- [EXERCISE BRIEF]:
From the line with "Ground the grass" through the line with "Ground the white cloud.", repeat the entries verbatim, both end lines included, and add nothing.

------ DATA SUPPLIED ------

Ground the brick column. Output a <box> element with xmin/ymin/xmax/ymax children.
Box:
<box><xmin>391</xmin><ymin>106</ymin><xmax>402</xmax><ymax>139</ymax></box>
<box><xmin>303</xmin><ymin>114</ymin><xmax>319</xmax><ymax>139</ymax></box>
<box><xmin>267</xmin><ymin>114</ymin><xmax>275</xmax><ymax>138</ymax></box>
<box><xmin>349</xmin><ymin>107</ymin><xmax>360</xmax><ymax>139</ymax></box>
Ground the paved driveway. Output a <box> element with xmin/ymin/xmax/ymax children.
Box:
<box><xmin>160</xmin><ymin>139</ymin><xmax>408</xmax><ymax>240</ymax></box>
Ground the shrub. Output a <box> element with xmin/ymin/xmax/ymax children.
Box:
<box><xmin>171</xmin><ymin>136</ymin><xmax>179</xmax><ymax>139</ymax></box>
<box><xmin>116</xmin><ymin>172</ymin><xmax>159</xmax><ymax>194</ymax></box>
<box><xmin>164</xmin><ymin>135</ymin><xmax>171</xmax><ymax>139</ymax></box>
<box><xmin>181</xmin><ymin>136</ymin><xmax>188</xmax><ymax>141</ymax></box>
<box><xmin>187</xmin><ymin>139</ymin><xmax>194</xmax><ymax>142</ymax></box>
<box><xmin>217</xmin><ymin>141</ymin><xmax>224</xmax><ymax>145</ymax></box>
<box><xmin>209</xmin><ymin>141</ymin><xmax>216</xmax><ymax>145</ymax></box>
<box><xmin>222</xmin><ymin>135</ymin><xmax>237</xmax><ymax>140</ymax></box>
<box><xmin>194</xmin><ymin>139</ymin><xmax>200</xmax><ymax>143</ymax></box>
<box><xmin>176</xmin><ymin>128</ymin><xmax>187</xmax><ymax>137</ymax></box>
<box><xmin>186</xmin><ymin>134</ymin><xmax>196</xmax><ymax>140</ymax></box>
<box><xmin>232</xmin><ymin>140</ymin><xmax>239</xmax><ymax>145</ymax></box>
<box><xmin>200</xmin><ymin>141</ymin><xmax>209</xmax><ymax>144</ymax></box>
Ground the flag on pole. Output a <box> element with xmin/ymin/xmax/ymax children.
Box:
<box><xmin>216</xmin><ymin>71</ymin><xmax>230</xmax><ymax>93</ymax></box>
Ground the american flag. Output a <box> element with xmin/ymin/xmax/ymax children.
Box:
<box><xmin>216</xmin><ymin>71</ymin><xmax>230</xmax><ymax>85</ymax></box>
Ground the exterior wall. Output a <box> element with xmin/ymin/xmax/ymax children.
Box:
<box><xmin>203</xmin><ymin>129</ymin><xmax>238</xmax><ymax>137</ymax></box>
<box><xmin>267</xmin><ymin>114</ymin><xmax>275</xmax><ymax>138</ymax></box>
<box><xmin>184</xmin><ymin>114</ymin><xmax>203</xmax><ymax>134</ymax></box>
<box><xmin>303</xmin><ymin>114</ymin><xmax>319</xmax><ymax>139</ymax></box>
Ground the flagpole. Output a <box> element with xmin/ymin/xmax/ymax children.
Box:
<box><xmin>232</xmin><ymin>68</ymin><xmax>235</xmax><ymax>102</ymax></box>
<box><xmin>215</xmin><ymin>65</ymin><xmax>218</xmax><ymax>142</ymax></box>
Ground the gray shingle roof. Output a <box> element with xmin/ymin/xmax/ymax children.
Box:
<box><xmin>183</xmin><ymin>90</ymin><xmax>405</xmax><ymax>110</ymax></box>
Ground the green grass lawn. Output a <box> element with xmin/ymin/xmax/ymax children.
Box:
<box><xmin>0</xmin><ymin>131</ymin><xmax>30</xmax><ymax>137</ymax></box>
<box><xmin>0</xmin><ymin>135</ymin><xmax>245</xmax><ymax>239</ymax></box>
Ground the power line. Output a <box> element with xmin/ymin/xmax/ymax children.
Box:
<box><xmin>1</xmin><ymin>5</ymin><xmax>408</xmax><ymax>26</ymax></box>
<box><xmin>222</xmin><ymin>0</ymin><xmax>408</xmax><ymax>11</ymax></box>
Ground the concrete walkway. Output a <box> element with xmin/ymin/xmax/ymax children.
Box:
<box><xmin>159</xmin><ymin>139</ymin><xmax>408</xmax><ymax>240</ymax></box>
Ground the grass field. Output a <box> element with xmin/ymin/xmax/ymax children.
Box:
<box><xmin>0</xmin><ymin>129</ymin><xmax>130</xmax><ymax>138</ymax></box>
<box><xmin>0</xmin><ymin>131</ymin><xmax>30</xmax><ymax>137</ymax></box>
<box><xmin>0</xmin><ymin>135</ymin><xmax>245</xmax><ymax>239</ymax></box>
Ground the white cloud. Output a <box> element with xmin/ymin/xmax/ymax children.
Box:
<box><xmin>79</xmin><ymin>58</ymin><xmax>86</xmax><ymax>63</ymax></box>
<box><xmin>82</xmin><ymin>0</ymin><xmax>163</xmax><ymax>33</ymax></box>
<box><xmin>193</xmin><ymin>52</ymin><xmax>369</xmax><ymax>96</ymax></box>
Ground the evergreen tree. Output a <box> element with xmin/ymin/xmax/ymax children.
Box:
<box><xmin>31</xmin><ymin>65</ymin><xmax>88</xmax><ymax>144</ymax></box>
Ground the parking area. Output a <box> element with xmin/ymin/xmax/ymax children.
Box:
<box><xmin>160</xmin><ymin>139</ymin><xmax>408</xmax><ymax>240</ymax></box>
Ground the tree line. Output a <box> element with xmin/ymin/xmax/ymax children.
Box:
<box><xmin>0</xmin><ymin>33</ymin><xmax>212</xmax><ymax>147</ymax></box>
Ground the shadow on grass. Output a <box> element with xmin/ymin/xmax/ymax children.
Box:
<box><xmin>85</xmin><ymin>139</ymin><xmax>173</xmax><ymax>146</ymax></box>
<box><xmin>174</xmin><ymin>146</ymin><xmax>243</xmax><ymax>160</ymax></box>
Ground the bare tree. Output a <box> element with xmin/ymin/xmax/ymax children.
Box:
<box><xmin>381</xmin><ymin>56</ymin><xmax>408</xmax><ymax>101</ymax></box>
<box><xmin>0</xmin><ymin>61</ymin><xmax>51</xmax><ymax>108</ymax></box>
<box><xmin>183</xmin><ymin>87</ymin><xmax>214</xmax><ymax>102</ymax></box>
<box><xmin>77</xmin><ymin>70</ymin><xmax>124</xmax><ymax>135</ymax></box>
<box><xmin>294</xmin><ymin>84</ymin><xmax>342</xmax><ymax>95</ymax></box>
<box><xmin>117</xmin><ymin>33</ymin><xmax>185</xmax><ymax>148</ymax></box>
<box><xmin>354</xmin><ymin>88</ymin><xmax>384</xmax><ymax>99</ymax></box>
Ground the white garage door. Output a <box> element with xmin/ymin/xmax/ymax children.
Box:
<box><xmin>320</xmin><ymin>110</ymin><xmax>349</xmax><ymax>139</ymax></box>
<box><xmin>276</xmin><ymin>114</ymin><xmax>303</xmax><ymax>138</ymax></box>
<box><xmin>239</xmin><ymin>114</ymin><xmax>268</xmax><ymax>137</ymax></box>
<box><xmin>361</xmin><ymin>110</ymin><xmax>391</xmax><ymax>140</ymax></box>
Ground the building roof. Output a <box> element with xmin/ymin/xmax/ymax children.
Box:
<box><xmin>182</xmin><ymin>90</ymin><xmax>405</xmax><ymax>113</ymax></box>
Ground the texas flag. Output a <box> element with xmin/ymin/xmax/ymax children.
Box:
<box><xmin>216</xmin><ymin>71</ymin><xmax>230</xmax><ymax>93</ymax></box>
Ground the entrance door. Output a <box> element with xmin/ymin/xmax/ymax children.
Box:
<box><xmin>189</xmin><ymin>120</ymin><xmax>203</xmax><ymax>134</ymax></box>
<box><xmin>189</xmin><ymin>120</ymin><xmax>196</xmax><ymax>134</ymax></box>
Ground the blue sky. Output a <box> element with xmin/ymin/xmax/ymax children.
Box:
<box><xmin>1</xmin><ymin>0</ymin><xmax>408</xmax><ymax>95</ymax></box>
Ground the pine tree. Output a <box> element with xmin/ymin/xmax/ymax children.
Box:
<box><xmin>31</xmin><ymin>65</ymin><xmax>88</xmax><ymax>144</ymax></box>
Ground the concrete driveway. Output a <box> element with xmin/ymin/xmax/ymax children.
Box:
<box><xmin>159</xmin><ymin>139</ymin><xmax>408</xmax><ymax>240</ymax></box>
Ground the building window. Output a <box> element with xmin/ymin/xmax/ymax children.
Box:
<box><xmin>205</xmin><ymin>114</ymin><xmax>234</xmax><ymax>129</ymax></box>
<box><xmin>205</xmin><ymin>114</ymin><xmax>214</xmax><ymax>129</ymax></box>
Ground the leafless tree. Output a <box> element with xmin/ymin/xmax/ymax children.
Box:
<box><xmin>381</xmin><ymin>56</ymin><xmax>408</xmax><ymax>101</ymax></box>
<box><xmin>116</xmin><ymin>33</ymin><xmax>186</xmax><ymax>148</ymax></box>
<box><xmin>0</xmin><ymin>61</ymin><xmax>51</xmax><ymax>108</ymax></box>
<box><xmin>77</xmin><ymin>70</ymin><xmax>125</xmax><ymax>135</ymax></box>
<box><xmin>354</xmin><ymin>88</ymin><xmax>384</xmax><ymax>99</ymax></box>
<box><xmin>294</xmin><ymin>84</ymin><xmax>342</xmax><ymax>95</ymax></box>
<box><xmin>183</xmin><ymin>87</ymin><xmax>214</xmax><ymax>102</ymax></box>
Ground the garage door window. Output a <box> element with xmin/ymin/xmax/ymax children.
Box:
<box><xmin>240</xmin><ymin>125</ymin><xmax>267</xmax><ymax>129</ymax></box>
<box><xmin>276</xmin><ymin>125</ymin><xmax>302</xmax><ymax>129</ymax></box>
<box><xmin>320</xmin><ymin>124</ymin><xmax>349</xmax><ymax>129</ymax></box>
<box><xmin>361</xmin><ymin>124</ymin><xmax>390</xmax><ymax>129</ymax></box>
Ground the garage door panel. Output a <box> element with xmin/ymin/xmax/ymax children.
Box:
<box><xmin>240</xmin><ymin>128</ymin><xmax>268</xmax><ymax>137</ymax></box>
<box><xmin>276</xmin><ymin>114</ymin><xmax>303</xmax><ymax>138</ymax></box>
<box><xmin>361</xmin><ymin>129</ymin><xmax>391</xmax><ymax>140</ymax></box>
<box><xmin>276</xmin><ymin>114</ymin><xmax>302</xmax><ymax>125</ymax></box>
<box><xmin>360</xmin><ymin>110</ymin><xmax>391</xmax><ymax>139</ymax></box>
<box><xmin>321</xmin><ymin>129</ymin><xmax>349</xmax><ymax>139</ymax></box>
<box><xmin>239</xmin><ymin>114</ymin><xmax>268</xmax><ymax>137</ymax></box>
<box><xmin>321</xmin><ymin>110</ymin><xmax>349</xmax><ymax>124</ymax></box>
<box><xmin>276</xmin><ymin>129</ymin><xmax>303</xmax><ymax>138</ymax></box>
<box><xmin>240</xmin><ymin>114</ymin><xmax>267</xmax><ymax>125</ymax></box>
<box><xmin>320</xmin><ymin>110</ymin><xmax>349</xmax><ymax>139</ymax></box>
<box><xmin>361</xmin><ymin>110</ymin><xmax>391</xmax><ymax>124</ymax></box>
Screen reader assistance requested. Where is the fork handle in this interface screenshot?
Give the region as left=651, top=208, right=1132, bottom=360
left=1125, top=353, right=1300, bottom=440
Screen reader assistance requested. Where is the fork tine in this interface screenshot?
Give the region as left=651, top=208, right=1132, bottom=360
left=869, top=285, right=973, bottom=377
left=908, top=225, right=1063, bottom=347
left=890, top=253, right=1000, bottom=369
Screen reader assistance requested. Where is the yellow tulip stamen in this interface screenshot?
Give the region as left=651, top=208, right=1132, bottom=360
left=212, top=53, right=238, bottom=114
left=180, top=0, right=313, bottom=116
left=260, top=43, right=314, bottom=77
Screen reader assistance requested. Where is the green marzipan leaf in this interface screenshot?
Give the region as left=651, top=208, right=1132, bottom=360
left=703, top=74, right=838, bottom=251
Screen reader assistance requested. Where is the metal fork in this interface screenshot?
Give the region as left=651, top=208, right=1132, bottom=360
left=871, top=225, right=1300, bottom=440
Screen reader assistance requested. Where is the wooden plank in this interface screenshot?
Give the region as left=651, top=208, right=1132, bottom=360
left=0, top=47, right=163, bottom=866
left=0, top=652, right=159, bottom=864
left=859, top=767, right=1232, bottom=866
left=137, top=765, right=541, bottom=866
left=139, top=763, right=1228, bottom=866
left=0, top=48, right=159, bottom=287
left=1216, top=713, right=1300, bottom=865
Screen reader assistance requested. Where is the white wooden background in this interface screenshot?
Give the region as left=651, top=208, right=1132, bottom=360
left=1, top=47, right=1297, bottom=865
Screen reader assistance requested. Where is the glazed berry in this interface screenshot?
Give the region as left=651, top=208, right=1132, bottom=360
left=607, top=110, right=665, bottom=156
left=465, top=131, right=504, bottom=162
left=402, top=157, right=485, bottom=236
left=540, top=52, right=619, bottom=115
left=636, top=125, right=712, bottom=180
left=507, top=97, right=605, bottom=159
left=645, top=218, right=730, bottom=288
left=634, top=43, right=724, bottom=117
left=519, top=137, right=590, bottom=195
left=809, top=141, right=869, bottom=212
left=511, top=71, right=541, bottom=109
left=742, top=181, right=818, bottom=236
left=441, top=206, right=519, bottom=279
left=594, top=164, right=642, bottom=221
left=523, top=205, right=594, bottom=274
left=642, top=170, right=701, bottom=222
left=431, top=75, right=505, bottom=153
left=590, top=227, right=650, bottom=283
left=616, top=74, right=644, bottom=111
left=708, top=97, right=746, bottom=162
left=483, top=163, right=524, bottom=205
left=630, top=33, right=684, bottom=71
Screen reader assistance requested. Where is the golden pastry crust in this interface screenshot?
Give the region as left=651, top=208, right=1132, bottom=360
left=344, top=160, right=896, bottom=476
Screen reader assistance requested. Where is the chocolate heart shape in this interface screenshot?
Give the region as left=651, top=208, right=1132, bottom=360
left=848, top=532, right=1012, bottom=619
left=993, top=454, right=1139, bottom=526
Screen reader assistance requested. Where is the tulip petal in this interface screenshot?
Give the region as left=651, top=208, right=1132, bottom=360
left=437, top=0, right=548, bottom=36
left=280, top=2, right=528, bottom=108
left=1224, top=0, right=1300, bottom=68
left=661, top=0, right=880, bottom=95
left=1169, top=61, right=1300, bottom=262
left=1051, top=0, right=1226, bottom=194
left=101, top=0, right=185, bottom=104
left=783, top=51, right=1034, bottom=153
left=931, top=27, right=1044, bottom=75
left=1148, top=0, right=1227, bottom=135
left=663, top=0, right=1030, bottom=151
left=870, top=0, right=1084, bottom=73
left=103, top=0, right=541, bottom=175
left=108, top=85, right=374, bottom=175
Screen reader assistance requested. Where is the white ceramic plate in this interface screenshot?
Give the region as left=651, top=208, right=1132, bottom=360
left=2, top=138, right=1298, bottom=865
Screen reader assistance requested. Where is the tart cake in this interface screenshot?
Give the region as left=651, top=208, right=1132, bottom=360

------

- [SOLUTION TO THE EXERCISE]:
Ground the grass field. Output a <box> element with xmin/ymin/xmax/ymax children.
Box:
<box><xmin>0</xmin><ymin>129</ymin><xmax>130</xmax><ymax>138</ymax></box>
<box><xmin>0</xmin><ymin>131</ymin><xmax>30</xmax><ymax>137</ymax></box>
<box><xmin>0</xmin><ymin>135</ymin><xmax>245</xmax><ymax>239</ymax></box>
Ground the white cloud. Output a <box> element with xmin/ymin/xmax/ymax children.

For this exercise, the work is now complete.